* [Quoted passage]
##############################

Peacock has you covered with quite the selection of movies to choose from — whether it’s the tale of a sentient robot raising a gosling as her own, a side-splitting road trip involving foul-mouthed visitor from beyond the stars, or the old standby of man-eating dinosaurs running amok. The world — or rather the NBCUniversal streaming platform — is your oyster when it comes to sci-fi options!

Looking to take out a subscription? Peacock offers two plans: Premium ($7.99 a month with ads) and Premium Plus ($13.99 a month with no ads and download access for certain titles). Students, meanwhile, can enjoy Premium for just $1.99 for an entire year!

What are the best sci-fi movies now streaming on Peacock?

Monsters (2010)

Before Gareth Edwards returns us to the world of dinosaurs in this summer’s Jurassic World Rebirth, we highly recommend checking out his debut feature. Made for less than $1 million, Monsters established Edwards (a VFX artist turned filmmaker) as a rising talent with an eye for visual, high-concept storytelling. What really makes the piece work, though, is the blossoming human relationship between Andrew Kaulder (Scott McNairy) and Samantha Wynden (Whitney Able) as they travel through a highly restricted quarantine zone teeming with strange alien life between the border of the United States and Mexico.

Stream Monsters here

Apollo 18 (2011)

Why did NASA stop sending astronauts to the Moon after 1972? Apollo 18 sets out to answer that question via a found footage tale of terror centered around a final, ill-fated mission to Earth’s cratered satellite. “What if you brought Paranormal Activity into space?” screenwriter Brian Miller told SYFY WIRE of his inspiration for the movie. “What if you could somehow blend it with the real footage? [Show] the real technical things that they were doing up on these Apollo Moon missions, but blend it with horror? I’ve always been a big fan of Ridley Scott, the original Alien, and that factored very heavily into this.”

##############################

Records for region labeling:
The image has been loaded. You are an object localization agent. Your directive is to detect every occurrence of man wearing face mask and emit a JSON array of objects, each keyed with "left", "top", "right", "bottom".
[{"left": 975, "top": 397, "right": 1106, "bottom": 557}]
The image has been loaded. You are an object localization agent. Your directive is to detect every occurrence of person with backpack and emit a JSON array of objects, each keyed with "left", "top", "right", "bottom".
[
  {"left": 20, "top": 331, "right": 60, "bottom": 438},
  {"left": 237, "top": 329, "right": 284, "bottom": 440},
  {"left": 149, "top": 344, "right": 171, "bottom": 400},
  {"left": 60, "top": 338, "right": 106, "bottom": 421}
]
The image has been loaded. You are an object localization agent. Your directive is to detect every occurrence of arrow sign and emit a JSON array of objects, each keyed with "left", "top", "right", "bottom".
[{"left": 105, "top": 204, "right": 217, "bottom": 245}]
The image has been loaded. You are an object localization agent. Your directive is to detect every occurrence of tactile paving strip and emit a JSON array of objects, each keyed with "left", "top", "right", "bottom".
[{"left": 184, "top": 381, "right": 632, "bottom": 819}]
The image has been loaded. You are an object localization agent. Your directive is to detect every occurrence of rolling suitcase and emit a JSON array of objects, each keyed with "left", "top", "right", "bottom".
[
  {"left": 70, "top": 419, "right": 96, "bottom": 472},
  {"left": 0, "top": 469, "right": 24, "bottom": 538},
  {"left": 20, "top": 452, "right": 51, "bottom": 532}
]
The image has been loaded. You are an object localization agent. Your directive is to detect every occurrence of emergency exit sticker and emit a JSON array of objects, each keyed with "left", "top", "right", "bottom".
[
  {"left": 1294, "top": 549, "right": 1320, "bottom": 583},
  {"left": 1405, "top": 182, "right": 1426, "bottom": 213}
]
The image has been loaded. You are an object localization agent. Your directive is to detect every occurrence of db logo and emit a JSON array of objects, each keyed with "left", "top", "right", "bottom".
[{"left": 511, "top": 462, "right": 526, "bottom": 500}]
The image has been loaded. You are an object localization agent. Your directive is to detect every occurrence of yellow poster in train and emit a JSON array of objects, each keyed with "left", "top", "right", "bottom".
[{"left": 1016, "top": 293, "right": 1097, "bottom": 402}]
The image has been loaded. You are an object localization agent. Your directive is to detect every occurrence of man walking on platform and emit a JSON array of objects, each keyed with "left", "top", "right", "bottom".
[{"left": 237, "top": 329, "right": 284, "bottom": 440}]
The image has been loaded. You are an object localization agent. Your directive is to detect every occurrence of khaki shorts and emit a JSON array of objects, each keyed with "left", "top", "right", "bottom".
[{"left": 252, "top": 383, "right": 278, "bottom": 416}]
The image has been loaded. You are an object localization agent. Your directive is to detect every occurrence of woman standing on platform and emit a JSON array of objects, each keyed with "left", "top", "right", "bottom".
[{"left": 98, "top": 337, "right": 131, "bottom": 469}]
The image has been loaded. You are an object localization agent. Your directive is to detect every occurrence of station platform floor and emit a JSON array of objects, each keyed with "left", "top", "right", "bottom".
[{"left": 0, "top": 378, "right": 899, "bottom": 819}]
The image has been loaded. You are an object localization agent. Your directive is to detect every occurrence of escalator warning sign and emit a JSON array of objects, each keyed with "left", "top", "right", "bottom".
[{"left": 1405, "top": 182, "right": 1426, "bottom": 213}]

##############################

* [Set problem A] Reproduce the Peacock movie guide word for word from "Looking to take" up to and including "an entire year!".
* [Set problem B] Arrange the entries as a numbered list, one item per line, from the line with "occurrence of yellow" up to and including the last line of the entries, skipping blank lines.

* [Full solution A]
Looking to take out a subscription? Peacock offers two plans: Premium ($7.99 a month with ads) and Premium Plus ($13.99 a month with no ads and download access for certain titles). Students, meanwhile, can enjoy Premium for just $1.99 for an entire year!

* [Full solution B]
1. The image has been loaded. You are an object localization agent. Your directive is to detect every occurrence of yellow poster in train and emit a JSON array of objects, each keyed with "left", "top", "right", "bottom".
2. [{"left": 1016, "top": 293, "right": 1097, "bottom": 402}]
3. The image has been loaded. You are an object localization agent. Your directive is to detect every occurrence of man walking on platform and emit a JSON array of objects, each keyed with "left", "top", "right", "bottom".
4. [{"left": 237, "top": 329, "right": 284, "bottom": 440}]
5. The image has been loaded. You are an object localization agent. Your directive is to detect every occurrence of khaki shorts and emit a JSON array of objects, each keyed with "left", "top", "right", "bottom".
6. [{"left": 252, "top": 383, "right": 278, "bottom": 416}]
7. The image has been loaded. You are an object localization agent. Your directive is to detect every occurrence of woman standing on platform and emit a JSON array of objects, each keyed with "left", "top", "right", "bottom".
8. [{"left": 98, "top": 337, "right": 131, "bottom": 469}]
9. The image has been loaded. You are an object localization agent. Your directive is to detect every occurrence of station platform floor and emit a JSON array of objects, each keyed with "left", "top", "right", "bottom".
10. [{"left": 0, "top": 378, "right": 899, "bottom": 819}]
11. The image has been loaded. You are an object localization agent. Your directive is to detect every occurrence of escalator warning sign and emit a JSON array of objects, each keyed with "left", "top", "right", "bottom".
12. [{"left": 1405, "top": 182, "right": 1426, "bottom": 213}]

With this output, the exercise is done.